§ **EXERCISE OBJECTIVE**
Pull out every line below that contains the string "mountain", treating uppercase and lowercase as different.

§ **Coordinate annotation lines**

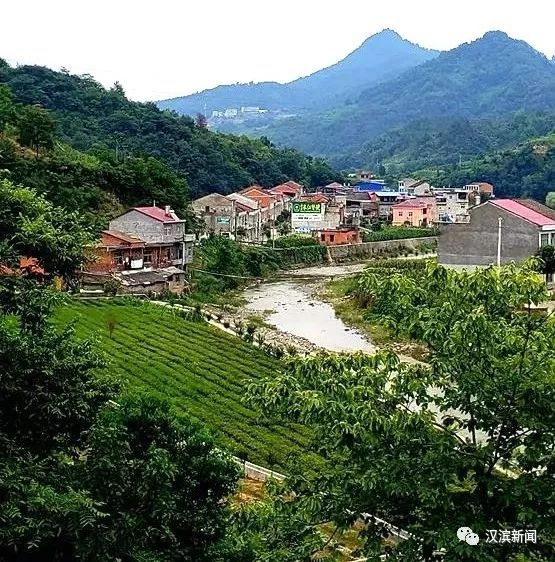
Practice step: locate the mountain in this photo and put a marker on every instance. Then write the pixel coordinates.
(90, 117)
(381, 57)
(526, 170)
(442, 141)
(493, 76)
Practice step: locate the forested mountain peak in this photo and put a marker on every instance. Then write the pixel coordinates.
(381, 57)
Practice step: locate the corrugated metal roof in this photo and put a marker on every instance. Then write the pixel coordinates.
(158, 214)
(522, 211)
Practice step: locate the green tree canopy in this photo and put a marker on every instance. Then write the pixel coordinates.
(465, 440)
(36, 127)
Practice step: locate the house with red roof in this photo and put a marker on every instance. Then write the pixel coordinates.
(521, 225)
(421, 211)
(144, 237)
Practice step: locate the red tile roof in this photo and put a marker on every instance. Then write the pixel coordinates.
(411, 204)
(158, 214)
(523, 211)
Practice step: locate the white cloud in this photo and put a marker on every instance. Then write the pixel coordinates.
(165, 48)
---
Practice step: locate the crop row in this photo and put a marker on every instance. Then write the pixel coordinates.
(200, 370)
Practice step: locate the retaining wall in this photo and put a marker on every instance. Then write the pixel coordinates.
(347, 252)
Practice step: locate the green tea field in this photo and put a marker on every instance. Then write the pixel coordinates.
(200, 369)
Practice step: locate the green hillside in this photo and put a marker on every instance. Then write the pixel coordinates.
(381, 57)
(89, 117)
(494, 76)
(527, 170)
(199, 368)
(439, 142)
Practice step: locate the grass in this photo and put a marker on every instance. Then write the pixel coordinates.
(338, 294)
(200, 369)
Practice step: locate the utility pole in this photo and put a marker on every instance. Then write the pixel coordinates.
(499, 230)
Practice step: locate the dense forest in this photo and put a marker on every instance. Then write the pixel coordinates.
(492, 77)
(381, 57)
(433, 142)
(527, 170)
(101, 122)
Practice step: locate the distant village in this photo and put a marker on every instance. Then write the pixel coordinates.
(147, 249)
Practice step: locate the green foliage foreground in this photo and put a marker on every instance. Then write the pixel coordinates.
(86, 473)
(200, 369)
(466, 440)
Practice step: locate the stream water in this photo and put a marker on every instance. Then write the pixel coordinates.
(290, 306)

§ **RESPONSE TO THIS TASK**
Practice step: locate the mountain in this photo and put a marker on every instance. Then write the pixel coordinates.
Practice step: locate the forested mountain peak in this photo and put a marker on every instance. Then write the pixel coordinates.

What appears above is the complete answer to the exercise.